== Instructions for the task ==
Each and every line of the data must appear exactly as given.

[Extracted records]
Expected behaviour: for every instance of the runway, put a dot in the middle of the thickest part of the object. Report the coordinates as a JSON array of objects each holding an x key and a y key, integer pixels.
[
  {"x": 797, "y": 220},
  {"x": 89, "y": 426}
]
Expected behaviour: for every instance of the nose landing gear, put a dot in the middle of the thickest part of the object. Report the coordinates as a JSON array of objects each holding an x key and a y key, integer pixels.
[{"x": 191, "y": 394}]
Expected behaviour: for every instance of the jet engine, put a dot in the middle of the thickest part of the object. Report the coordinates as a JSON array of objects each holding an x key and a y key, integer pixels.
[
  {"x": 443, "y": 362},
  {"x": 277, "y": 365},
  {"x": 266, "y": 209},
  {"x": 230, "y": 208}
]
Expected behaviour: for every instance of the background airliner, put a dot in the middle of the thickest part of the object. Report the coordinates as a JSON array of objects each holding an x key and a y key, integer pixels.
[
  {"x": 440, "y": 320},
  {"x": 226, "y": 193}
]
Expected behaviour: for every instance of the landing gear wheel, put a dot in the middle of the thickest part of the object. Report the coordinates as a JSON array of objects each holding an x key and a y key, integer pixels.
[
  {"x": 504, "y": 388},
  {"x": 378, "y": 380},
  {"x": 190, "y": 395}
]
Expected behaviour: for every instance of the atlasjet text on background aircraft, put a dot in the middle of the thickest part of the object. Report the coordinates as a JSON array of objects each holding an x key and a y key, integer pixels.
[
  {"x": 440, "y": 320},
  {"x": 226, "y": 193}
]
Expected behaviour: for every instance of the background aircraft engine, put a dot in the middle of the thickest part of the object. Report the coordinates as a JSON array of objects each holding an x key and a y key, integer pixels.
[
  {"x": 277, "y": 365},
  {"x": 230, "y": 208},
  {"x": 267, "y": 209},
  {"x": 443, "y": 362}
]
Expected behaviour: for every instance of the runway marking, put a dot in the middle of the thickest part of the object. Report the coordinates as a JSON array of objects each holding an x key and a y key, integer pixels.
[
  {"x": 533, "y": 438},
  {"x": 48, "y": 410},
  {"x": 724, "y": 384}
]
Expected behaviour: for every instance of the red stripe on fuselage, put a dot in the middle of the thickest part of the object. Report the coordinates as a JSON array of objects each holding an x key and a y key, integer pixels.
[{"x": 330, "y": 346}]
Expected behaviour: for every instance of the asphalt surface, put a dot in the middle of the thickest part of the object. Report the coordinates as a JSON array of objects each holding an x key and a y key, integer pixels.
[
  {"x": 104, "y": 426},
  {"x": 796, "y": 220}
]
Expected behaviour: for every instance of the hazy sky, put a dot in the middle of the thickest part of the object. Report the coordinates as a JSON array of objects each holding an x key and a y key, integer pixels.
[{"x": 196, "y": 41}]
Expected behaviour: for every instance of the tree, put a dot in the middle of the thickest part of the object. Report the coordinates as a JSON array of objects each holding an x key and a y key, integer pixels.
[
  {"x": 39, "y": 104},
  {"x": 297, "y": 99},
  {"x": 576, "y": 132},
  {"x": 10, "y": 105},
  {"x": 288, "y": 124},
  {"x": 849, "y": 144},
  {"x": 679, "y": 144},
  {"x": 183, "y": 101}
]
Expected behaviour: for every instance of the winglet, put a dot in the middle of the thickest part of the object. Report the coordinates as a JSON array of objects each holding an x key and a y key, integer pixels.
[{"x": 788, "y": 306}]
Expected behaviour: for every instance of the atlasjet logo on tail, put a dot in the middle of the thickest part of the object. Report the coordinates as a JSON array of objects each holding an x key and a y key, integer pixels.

== Task solution ==
Expected behaviour: for every instance of the runway, put a dot in the middle of the thickest part of the object. Report the coordinates as a JSON array of objects each holding an x key and a y key, integer pixels.
[
  {"x": 797, "y": 220},
  {"x": 89, "y": 426}
]
Expected behaviour: for every instance of the nose landing gear, put a dot in the middle of the thickest part of the object. Report the coordinates as a JSON array of objects each holding an x key and a y key, integer pixels.
[{"x": 191, "y": 394}]
Expected behaviour: for every instance of the jet engine, put a dot in the middle of the thickest part of the object. Report the coordinates as a JSON array of objects each holding an x key and a y key, integer pixels.
[
  {"x": 443, "y": 362},
  {"x": 277, "y": 365},
  {"x": 266, "y": 209},
  {"x": 230, "y": 208}
]
Expected behaviour: for every instance of the background airliner, put a dot in the middle of the thickest part of the object. Report the coordinates as a JSON array of objects each holding an x key and a y key, integer pixels.
[
  {"x": 440, "y": 320},
  {"x": 226, "y": 193}
]
Expected behaviour: for every instance of the landing gear wheel, put a dot in the middle of the thickest part of the object. Report the coordinates as a JSON array of objects each holding an x key and a y key, integer pixels.
[
  {"x": 504, "y": 388},
  {"x": 378, "y": 380},
  {"x": 190, "y": 395}
]
Expected behaviour: for every instance of the atlasjet text on background aircraft, put a dot in the middle of the thickest part of the object. Report the coordinates as a JSON array of objects each holding an x key and a y key, integer pixels.
[
  {"x": 440, "y": 320},
  {"x": 226, "y": 193}
]
Expected behaviour: for every instance of the background aircraft engine, put a dot in the middle of the thickest part of the object. Report the coordinates as a JSON array of objects each holding an x key and a y key, integer pixels.
[
  {"x": 277, "y": 365},
  {"x": 230, "y": 208},
  {"x": 267, "y": 209},
  {"x": 443, "y": 362}
]
Expected behaviour: for every instance of the runway marking, put a dot in the middle of the thickest part of the object. Report the coordinates as a JSON array of objects each holding an x key and a y key, integer pixels.
[
  {"x": 533, "y": 438},
  {"x": 48, "y": 410},
  {"x": 724, "y": 384}
]
Expected behaviour: for every instance of the red stripe on fuselage, put a dot in the middle of the thickest part of the object. Report the coordinates as a JSON array of objects each holding an x key and a y key, integer pixels.
[{"x": 330, "y": 346}]
Expected behaviour: for every instance of the asphalt surface, put a dot in the middle of the thickest part of the object. Report the coordinates as a JSON array of objects each holding an x key and a y key, integer pixels.
[
  {"x": 104, "y": 426},
  {"x": 796, "y": 220}
]
Expected behaviour: for every instance of the hazy sky, put a dot in the middle of the thickest part of the object. Report the coordinates as a JSON array of objects each holding an x key and a y key, integer pixels.
[{"x": 196, "y": 41}]
Expected behaviour: for every instance of the tree, put a dot in the middle of the thickest part of the object. Report the coordinates as a JSON array of objects each holding an x key and a y key, integer pixels.
[
  {"x": 39, "y": 104},
  {"x": 297, "y": 99},
  {"x": 576, "y": 132},
  {"x": 10, "y": 105},
  {"x": 288, "y": 124},
  {"x": 849, "y": 144},
  {"x": 679, "y": 144},
  {"x": 183, "y": 101}
]
Expected behaviour: for every instance of the winglet, put a dot in the middle of the thickest part of the object. Report the coordinates as a JSON array of objects each holding an x key and a y key, integer pixels.
[{"x": 788, "y": 306}]
Expected behaviour: for every instance of the atlasjet logo on tail, put a dot in the middle of the thickest part of the object. Report the coordinates as a JSON array of objects each holding an x key and a y key, integer pixels.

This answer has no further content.